The listing below should be written out exactly; please include all of it.

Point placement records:

========

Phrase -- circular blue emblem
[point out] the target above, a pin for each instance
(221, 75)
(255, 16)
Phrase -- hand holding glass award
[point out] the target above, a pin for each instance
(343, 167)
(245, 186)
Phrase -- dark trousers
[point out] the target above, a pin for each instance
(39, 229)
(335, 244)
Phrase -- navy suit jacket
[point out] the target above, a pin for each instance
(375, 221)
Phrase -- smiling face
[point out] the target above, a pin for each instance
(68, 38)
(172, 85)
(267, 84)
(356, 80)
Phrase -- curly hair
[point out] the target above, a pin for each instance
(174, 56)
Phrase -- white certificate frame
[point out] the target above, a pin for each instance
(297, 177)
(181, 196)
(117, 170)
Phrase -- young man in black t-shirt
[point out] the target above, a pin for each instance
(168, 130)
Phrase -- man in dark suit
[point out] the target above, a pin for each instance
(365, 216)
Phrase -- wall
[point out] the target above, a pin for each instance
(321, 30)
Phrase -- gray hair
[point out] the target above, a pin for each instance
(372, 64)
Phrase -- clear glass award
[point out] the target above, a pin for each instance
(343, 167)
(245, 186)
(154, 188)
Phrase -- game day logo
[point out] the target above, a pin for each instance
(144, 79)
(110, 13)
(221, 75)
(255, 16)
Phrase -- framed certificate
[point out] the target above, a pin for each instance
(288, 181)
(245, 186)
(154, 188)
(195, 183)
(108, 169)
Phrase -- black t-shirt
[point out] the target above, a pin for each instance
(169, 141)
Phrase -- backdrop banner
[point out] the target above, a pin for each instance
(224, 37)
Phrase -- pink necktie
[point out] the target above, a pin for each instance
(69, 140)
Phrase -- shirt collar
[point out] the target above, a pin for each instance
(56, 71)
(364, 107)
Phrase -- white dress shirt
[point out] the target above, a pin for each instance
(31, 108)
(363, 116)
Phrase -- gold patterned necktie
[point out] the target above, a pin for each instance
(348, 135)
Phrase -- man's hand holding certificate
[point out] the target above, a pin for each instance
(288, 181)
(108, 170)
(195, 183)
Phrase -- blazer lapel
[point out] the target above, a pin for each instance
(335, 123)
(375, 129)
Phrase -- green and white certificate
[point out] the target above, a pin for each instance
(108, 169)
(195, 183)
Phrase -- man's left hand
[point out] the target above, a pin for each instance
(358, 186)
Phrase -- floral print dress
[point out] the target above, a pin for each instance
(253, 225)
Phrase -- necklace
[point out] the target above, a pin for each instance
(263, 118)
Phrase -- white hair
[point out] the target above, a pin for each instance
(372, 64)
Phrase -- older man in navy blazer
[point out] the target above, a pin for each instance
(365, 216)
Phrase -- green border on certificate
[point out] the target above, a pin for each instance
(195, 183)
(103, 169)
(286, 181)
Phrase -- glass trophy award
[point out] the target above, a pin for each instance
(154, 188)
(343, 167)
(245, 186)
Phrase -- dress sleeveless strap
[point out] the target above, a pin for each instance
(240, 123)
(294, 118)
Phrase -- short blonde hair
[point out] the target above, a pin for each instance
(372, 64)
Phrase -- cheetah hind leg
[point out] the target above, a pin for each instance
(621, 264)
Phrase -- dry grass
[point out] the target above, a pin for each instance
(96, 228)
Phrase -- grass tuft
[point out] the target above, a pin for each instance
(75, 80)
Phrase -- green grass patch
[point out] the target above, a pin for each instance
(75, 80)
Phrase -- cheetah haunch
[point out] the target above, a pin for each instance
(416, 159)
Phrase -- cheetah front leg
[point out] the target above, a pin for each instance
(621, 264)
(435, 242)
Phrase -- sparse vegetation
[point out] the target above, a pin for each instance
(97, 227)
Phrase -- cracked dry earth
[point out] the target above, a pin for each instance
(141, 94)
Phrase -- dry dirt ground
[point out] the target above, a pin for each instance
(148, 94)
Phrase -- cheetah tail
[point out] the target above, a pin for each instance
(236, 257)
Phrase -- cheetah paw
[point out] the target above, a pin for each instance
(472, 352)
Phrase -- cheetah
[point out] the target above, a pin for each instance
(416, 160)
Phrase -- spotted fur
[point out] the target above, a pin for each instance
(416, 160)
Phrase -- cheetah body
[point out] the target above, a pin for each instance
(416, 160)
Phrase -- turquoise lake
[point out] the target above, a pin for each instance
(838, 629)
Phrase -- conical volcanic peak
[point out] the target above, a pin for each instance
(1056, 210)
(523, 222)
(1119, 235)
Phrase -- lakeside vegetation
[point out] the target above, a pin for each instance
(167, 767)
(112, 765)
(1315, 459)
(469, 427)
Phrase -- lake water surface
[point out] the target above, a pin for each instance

========

* [Problem solution]:
Phrase -- circular blue emblem
[point out] the target above, a pin for each instance
(221, 75)
(255, 16)
Phrase -- hand holding glass award
[point out] the target above, a pin for each instance
(343, 167)
(245, 186)
Phrase -- dark trousers
[point out] the target above, a pin for each instance
(39, 229)
(335, 244)
Phrase -- navy suit jacket
[point out] the target above, a pin for each instance
(375, 221)
Phrase -- smiling face
[point out] the target above, a pin for each instance
(68, 38)
(172, 85)
(267, 84)
(356, 80)
Phrase -- curly hair
[point out] the target above, a pin for each instance
(174, 56)
Phrase -- white certificate frame
[point out] the target above, a pin for each instance
(297, 177)
(181, 196)
(117, 170)
Phrase -- young man in black t-shirt
[point out] the target above, a pin for each instance
(168, 130)
Phrase -- man in dark suit
[point out] the target above, a pin for each instance
(365, 216)
Phrase -- wall
[point out] the target above, a pin for each instance
(321, 30)
Phrase -- gray hair
[point out] the target above, a pin for each instance
(372, 64)
Phrase -- clear glass award
[point out] the target above, a pin for each instance
(343, 167)
(245, 186)
(154, 188)
Phrase -- game day logo
[point out] the target above, a pin for each instance
(144, 79)
(110, 13)
(221, 75)
(255, 16)
Phrase -- framed certificate
[point out] the target above, a pin for each instance
(288, 181)
(245, 186)
(154, 188)
(195, 183)
(108, 169)
Phrase -- black t-shirt
[point out] the target above, a pin for each instance
(169, 141)
Phrase -- backdrop banner
[point out] the target above, a pin for each instance
(224, 37)
Phrase -- pink necktie
[point out] the target above, a pin for each instance
(69, 140)
Phrase -- shirt collar
[point out] the target above, a pin for each instance
(56, 71)
(364, 107)
Phrase -- white dress shirt
[point out] the target above, a pin for each instance
(31, 108)
(363, 116)
Phrase -- gold patterned necktie
[point out] the target above, a pin for each instance
(348, 135)
Phrase -- man's hand holding certificate
[point out] the target above, a pin for each instance
(288, 181)
(108, 170)
(195, 183)
Phrase -- blazer lapel
[point out] the target above, a pin for each instance
(335, 123)
(375, 129)
Phrase -- green and white certificate
[point out] the target above, a pin for each instance
(108, 169)
(195, 183)
Phrase -- man's left hand
[point out] the target above, a pin for each instance
(358, 186)
Phrase -- floral print dress
[point out] the target above, a pin for each instance
(253, 225)
Phrase -- necklace
[point out] the target above, a pin for each instance
(263, 118)
Phrase -- white hair
[point out] the target above, a pin for each instance
(372, 64)
Phrase -- older man in navy blazer
[point out] the target above, a pin for each instance
(365, 216)
Phrase -- green border on certificate
[point out] the target above, a pin for each instance
(195, 183)
(103, 169)
(286, 181)
Phrase -- glass trophy award
[point out] the target above, a pin for each instance
(154, 188)
(343, 167)
(245, 186)
Phrase -- dress sleeveless strap
[point out] the target above, a pin for each instance
(240, 123)
(294, 118)
Phrase -- short blonde hair
[point out] the target above, a pin for each instance
(372, 64)
Phrase -- cheetah hind leg
[point out] the target above, a pin for each instance
(621, 264)
Phrase -- dry grass
[point out] the target above, a pin for each instance
(96, 228)
Phrase -- grass tuft
[point out] the target above, a pin for each instance
(75, 80)
Phrase -- green grass patch
[point out] the target above, a pin for each instance
(75, 80)
Phrase -- cheetah haunch
[point out] the target above, a pin for each instance
(416, 159)
Phrase -- cheetah front leg
[point out] the target above, a pin for each instance
(621, 264)
(435, 242)
Phrase -- sparse vegetation
[point out] the target above, a pin for each instance
(97, 227)
Phrase -- cracked dry earth
[point out] the target above, a pin for each instance
(141, 94)
Phrase -- dry dirt ground
[point out] the target above, a pin for each instance
(148, 94)
Phrase -- cheetah tail
[point out] the target above, a pin for each instance
(236, 257)
Phrase -- cheetah paw
[point out] the target above, a pin for each instance
(472, 352)
Phrase -- cheetah
[point out] the target above, a pin for each instance
(416, 160)
Phrase -- spotted fur
[point out] the target above, a pin for each instance
(416, 160)
Phrase -- cheetah body
[point out] the target above, a pin for each instance
(416, 160)
Phrase -- turquoise lake
[point out] the target above, a pin for each instance
(838, 629)
Phrase -- conical volcanic peak
[point out] the target above, a pin for each instance
(1056, 210)
(523, 222)
(1119, 235)
Phrase -- lakeside vegetation
[point out] the target above, a pin for each instance
(167, 767)
(112, 765)
(1315, 459)
(469, 427)
Phrase -- lake water surface
[point out] the target above, a pin for each instance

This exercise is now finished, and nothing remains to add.